====== PASSAGE SHOWN ======
# Any other parents experience their children faking an injury? I'm desperate for advice!



## Galaciel21 (May 10, 2011)

My 5 year old went to a Birthday Party 3 days ago and they had one of those inflatable bouncy things where kids can jump on. My husband bought her home an hour after they had left saying she hurt her arm. She was holding her left arm saying some kid pushed her and she twisted her arm and it hurt. There was no discoloration, swelling or anything. She was able to move her fingers and said it was her entire arm that hurt. I proceeded to give her a bath after that where she freaked out saying she couldn't move her arm and just  threw a tantrum over it. After her bath I gave her an ice pack and she laid on the couch with it and didn't do much for the rest of the day.

The past 2 days she would go from it was the muscle that hurt, her arm was sprained, it was her wrist, etc. There is still no swelling, redness or anything but, her hand is starting look on the purple side from her refusing to use it at all. She literally just keeps it down at her side all day. I been watching her and seen her open pudding cups which requires two hands and when she gets a shower she raises both her arms up to get her clothes off so I knew she was obv faking the whole arm injury.

This is the 3rd time she has done this with the same arm. The first time was at her daycare 3 years ago. One of the daycare workers was holding her hand and she turned and tried running off and it pulled her arm. My sister worked at an Orthopedic office at the time in the Physical Therapy section and the dr. said there was nothing wrong with it. She tried playing helpless for a day after that and gave up. The second time she fell and again, said it was the left arm that hurt her but, gave the act up that night. This time is the longest she has gone and yesterday she even told me her arm didn't hurt, she lied because she thought that she would "get stuff." I have no clue what that means because when she doesn't feel well I don't go and buy her things. I thanked her for telling her the truth, gave her a hug and then this morning she woke up screaming her arm was hurting her bad. I told her if her arm hurts so bad, she then has to stay in her room all day and lay in bed and she will have to continue to do that until her arm gets better. She gave me a hard time about it but decided to accept the challenge.
======
» COMPLETE THE FOLLOWING
a: According to the thread, which arm did the child say hurt each time?
b: Retype the part of the thread from "The past 2 days" up to and including "whole arm injury.".
The items that come next are separate material and have no connection to the thread.
====== DATA TO EXAMINE ======
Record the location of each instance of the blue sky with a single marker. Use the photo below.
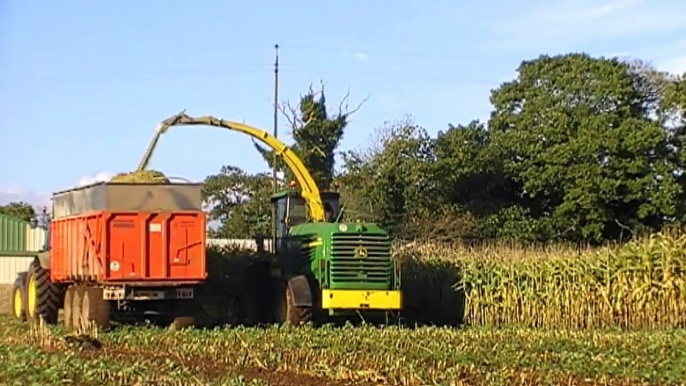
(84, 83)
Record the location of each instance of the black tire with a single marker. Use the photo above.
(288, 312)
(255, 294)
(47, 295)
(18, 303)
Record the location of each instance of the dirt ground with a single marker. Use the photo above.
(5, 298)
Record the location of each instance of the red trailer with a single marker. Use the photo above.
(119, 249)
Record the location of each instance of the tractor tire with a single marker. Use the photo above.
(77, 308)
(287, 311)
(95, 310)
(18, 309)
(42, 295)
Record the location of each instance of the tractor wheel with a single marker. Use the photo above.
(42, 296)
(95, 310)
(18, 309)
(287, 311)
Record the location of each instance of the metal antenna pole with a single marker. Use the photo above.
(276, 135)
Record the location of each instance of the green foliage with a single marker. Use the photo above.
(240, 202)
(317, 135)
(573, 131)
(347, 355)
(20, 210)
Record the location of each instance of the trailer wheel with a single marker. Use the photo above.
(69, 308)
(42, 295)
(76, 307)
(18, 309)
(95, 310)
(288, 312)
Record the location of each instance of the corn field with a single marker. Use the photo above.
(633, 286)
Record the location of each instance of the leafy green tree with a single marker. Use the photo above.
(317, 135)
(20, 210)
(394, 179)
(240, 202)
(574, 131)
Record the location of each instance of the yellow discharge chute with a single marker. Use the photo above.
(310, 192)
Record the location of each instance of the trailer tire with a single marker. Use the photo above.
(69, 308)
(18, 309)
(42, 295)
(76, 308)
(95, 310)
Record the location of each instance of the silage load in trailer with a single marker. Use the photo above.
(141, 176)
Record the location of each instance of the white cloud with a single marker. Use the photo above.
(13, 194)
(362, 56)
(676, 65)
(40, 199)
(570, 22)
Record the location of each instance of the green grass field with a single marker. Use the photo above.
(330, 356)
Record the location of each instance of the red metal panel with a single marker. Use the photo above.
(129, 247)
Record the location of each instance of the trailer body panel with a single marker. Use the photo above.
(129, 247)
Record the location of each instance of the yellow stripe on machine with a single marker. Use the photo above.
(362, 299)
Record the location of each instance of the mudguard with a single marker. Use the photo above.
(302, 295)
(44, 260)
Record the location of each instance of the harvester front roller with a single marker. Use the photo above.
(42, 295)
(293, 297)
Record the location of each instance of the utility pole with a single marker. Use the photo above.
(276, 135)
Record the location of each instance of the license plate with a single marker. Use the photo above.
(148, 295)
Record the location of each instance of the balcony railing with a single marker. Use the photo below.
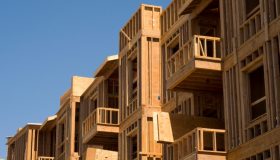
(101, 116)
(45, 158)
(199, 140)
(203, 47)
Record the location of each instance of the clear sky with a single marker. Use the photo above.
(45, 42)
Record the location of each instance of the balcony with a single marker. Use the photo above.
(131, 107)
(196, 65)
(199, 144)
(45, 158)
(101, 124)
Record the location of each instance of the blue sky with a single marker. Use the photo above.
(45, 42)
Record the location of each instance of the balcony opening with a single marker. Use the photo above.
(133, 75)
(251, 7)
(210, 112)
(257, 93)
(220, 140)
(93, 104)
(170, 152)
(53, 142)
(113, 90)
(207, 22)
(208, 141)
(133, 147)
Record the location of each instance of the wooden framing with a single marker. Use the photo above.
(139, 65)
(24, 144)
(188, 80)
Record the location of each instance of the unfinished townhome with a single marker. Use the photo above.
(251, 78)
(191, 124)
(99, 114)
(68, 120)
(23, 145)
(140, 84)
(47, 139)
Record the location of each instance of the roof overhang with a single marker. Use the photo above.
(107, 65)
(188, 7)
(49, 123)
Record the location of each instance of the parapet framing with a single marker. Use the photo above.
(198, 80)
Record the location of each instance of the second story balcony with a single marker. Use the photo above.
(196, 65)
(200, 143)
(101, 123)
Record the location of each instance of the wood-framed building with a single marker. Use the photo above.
======
» RESPONSES TO THE EXERCISE
a: Her left arm.

b:
The past 2 days she would go from it was the muscle that hurt, her arm was sprained, it was her wrist, etc. There is still no swelling, redness or anything but, her hand is starting look on the purple side from her refusing to use it at all. She literally just keeps it down at her side all day. I been watching her and seen her open pudding cups which requires two hands and when she gets a shower she raises both her arms up to get her clothes off so I knew she was obv faking the whole arm injury.